* Exercise brief: Reproduce the records below from the line containing "A point falls on each instance of the wooden" through the end of the records, both ends included and the requests kept, and shift every point coordinate in the answers by -114. Omit the pictures.

* Data supplied:
::::::
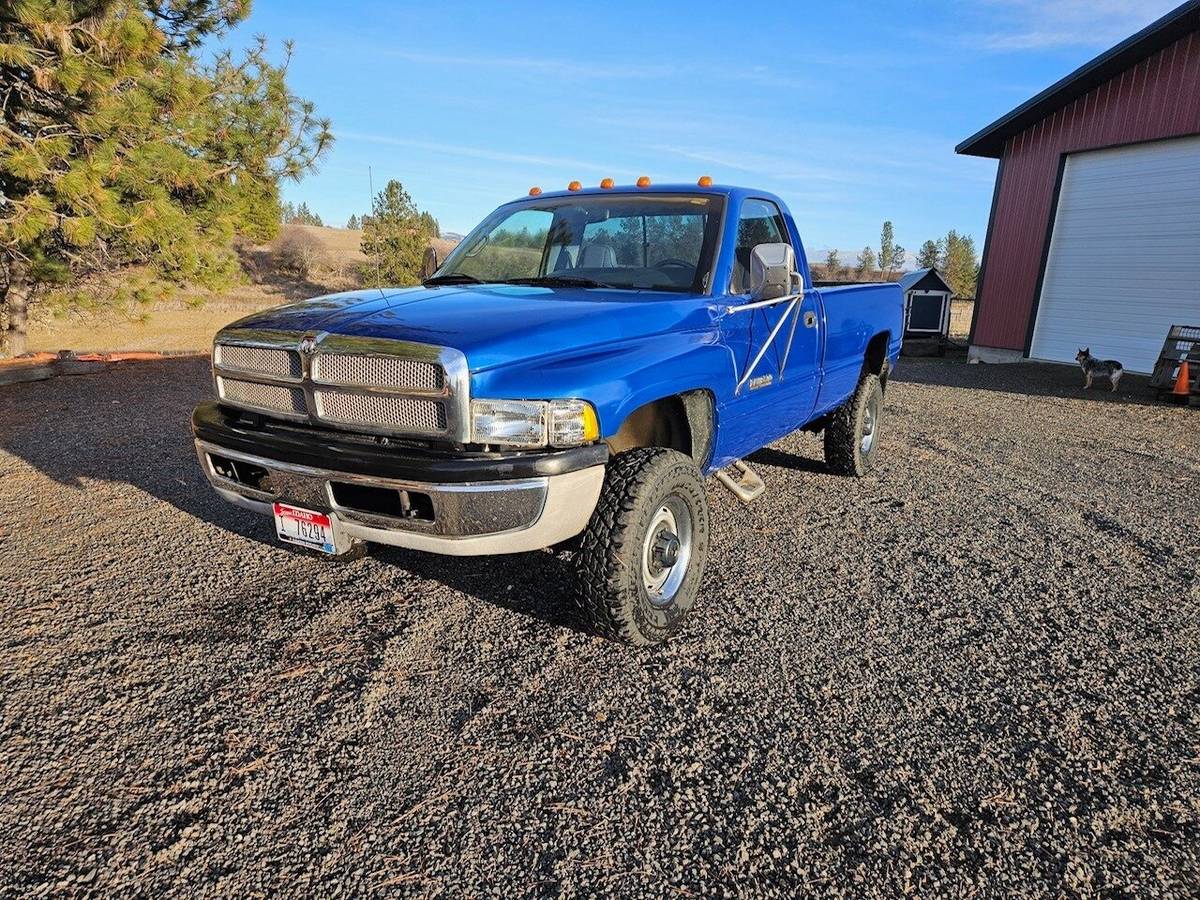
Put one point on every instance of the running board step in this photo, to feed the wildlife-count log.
(747, 489)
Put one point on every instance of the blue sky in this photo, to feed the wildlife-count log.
(847, 111)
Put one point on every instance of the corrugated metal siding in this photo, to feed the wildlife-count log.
(1159, 97)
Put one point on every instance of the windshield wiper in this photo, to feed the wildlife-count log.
(559, 281)
(453, 279)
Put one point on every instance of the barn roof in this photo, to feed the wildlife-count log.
(1174, 25)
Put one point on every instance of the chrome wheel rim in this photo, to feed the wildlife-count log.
(870, 424)
(666, 551)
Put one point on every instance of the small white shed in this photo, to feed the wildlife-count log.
(927, 306)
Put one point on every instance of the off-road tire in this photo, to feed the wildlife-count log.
(611, 589)
(844, 431)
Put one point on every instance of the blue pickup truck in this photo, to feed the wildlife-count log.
(568, 376)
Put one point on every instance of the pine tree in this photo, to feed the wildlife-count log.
(431, 225)
(395, 238)
(960, 263)
(892, 255)
(120, 144)
(303, 215)
(865, 263)
(833, 265)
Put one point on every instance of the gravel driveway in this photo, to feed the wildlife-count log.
(976, 671)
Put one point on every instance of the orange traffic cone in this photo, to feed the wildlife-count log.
(1182, 381)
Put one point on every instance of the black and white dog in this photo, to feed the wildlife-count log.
(1104, 367)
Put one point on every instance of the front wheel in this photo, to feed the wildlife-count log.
(643, 552)
(852, 435)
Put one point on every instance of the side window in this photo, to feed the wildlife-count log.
(760, 222)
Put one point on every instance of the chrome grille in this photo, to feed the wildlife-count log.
(351, 370)
(275, 397)
(365, 384)
(265, 360)
(388, 412)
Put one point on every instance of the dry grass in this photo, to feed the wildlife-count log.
(329, 261)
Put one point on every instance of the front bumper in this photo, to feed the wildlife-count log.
(441, 515)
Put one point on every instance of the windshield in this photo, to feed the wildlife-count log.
(635, 243)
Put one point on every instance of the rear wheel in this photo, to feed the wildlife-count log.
(643, 552)
(852, 435)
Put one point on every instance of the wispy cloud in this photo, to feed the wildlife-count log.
(1036, 24)
(547, 66)
(475, 153)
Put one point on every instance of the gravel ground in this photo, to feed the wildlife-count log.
(976, 671)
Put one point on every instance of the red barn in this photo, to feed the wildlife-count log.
(1093, 238)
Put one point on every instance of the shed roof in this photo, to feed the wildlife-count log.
(911, 280)
(1174, 25)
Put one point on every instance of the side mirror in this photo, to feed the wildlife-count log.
(773, 271)
(430, 263)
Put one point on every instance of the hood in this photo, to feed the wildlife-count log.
(493, 324)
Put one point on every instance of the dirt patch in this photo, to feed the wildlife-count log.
(976, 671)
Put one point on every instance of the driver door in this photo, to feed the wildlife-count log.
(779, 394)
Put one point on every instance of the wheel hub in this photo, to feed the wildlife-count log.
(666, 551)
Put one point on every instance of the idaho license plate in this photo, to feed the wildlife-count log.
(305, 527)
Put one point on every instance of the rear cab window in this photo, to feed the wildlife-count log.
(759, 222)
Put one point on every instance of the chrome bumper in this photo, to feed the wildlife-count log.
(478, 519)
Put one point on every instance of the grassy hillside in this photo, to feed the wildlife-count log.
(303, 262)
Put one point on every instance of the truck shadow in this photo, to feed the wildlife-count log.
(784, 460)
(539, 586)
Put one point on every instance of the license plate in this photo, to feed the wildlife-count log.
(305, 527)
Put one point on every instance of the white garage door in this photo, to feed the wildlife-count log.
(1125, 257)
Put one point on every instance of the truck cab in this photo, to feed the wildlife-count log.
(573, 372)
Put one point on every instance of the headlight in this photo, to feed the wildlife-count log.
(533, 423)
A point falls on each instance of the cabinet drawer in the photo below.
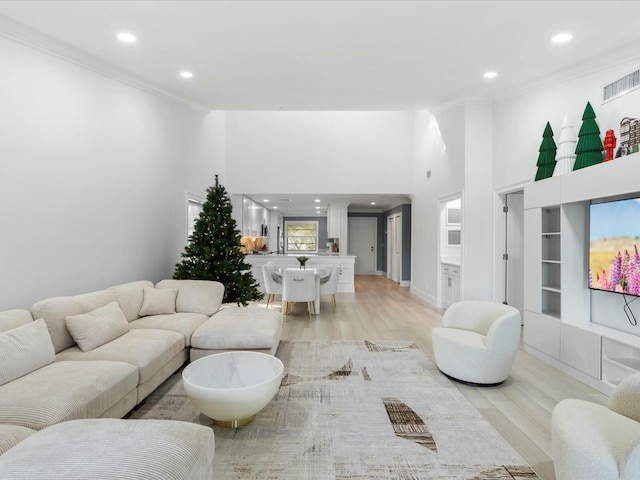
(451, 269)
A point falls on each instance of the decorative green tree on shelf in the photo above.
(589, 148)
(213, 251)
(547, 155)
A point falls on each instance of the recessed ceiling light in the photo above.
(561, 38)
(126, 37)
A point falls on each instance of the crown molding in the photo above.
(621, 55)
(35, 39)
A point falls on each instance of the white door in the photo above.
(362, 244)
(394, 247)
(514, 263)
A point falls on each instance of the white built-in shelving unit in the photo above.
(558, 327)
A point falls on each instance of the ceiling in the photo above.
(336, 55)
(331, 55)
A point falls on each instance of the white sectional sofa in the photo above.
(99, 354)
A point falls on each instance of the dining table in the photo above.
(321, 273)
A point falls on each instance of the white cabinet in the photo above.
(450, 284)
(619, 360)
(550, 262)
(580, 349)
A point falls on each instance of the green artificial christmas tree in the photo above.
(547, 155)
(213, 251)
(589, 150)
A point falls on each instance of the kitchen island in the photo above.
(346, 262)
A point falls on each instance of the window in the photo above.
(301, 236)
(194, 208)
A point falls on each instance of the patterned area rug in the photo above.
(354, 410)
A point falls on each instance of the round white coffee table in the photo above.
(231, 387)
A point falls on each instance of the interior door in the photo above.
(362, 243)
(514, 261)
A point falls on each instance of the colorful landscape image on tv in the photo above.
(614, 239)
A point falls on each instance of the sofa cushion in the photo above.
(238, 328)
(148, 350)
(55, 310)
(196, 296)
(64, 391)
(114, 449)
(129, 296)
(24, 349)
(11, 435)
(14, 318)
(184, 323)
(90, 330)
(158, 301)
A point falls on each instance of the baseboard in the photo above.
(423, 295)
(599, 385)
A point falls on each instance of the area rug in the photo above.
(354, 410)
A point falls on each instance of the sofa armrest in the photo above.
(626, 397)
(630, 464)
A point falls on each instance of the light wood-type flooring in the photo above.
(520, 409)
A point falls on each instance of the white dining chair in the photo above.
(329, 284)
(272, 281)
(299, 286)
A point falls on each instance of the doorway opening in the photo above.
(394, 247)
(363, 232)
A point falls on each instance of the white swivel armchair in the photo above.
(593, 441)
(329, 285)
(272, 281)
(478, 342)
(299, 286)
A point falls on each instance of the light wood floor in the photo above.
(520, 409)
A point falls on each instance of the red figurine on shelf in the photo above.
(609, 145)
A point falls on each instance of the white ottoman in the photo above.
(113, 449)
(238, 328)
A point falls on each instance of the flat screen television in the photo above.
(614, 239)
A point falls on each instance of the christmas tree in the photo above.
(213, 251)
(566, 149)
(547, 155)
(589, 149)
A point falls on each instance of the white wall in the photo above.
(319, 152)
(93, 175)
(438, 147)
(477, 209)
(518, 127)
(519, 122)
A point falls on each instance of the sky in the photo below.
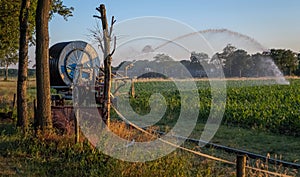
(273, 23)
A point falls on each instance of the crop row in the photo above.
(256, 104)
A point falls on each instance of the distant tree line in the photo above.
(13, 73)
(232, 61)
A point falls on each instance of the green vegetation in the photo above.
(249, 104)
(44, 155)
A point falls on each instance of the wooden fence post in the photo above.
(241, 166)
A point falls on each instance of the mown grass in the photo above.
(52, 155)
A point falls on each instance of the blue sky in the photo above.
(273, 23)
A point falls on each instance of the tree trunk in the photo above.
(6, 72)
(107, 66)
(22, 120)
(42, 66)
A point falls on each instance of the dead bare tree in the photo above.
(104, 41)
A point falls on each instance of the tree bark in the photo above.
(42, 66)
(22, 119)
(107, 66)
(6, 72)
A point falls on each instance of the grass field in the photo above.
(54, 155)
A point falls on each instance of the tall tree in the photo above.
(286, 60)
(23, 64)
(10, 57)
(8, 32)
(42, 65)
(105, 43)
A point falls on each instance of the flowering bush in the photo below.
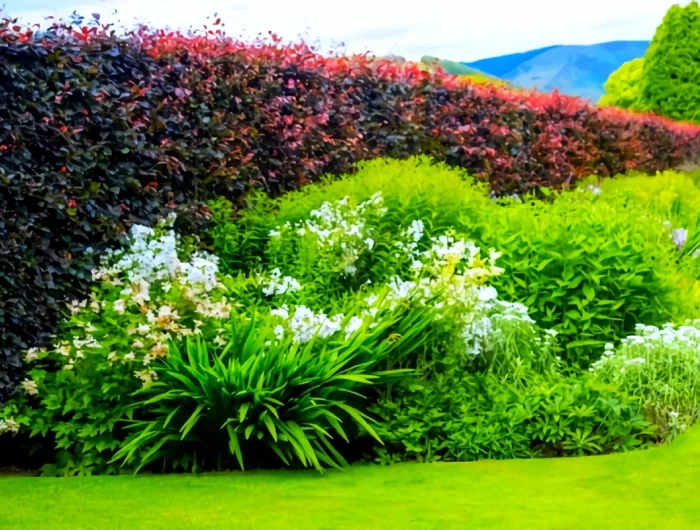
::::::
* Solution to this exercise:
A point falls on each instance of the wooden fence post in the photo above.
(127, 52)
A point falls on each instance of the mown grass in the photo above.
(-62, 41)
A point falls on each instance of the blue sky in the photo above.
(159, -91)
A point falls on each instance of the tree trunk in the photo above.
(-108, -42)
(-7, -48)
(-92, 6)
(-72, -48)
A point falls on each instance of the dead bare tree in the photo above.
(-10, -73)
A point falls on each instance of the tree bark in the photo above.
(-72, -48)
(-92, 5)
(-7, -48)
(-108, -42)
A point falls on each instance of the grass field in the photo above.
(-60, 41)
A point falls on each instance of the tall tree in the photo above.
(172, -54)
(-91, -50)
(-104, -57)
(-106, -82)
(-72, -49)
(-9, -71)
A point falls on each instance of the flowering bush in the photo below.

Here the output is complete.